#### [What this task involves]
Once you reach the line containing "Query: woman holding bouquet", write out that line and every remaining line of the records exactly.

*** Opening Data provided ***

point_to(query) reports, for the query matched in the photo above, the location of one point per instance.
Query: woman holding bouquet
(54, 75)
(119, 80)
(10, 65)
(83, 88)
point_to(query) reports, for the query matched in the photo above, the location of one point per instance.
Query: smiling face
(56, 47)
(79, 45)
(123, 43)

*** Closing Data provided ***

#### [Solved exercise]
Query: woman holding bouquet
(54, 75)
(119, 80)
(10, 65)
(83, 88)
point_to(query) reports, for the query matched in the photo above, the location of one point per instance.
Query: smiling face
(56, 47)
(79, 45)
(123, 43)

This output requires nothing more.